§ **SUPPLIED ENTRIES**
>> begin
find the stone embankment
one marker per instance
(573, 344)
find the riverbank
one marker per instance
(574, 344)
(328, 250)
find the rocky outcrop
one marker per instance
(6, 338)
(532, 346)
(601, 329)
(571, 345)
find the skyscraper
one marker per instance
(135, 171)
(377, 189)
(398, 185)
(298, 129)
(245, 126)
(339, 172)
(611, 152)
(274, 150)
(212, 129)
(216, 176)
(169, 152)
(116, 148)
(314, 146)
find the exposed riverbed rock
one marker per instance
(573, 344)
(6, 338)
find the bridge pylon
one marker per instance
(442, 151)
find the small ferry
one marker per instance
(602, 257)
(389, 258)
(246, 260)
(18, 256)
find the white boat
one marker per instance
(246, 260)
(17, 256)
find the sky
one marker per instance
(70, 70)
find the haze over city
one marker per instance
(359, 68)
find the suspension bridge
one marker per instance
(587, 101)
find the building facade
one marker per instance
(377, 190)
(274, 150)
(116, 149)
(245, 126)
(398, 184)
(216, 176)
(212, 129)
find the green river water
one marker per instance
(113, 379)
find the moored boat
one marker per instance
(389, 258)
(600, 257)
>> end
>> begin
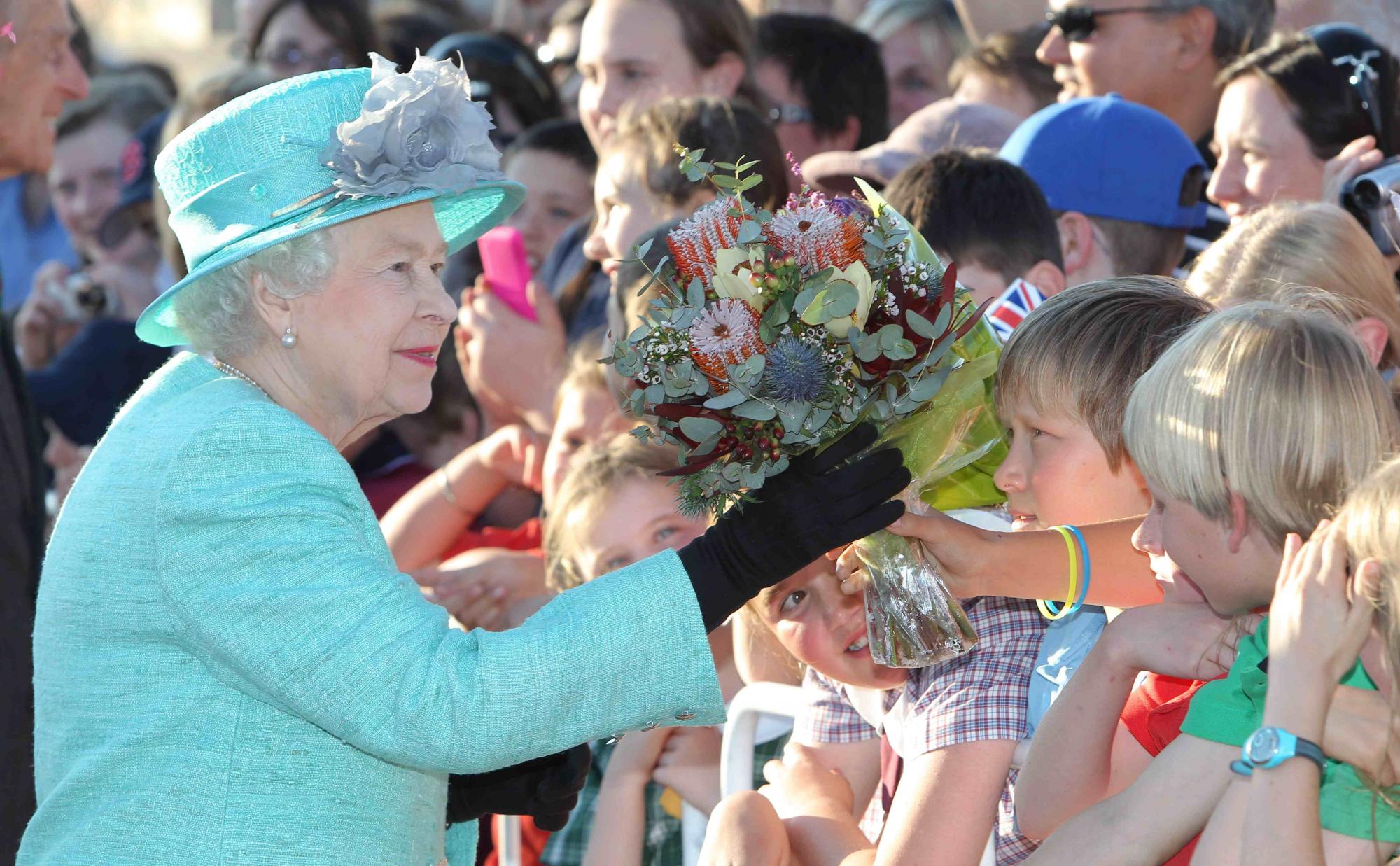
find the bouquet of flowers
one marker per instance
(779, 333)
>> end
§ **WHAT THE TASK ASKS**
Please pick out every line in the data that contains the word "bridge" and copy each of those lines.

§ **WRITTEN RESPONSE**
find the bridge pylon
find the suspension bridge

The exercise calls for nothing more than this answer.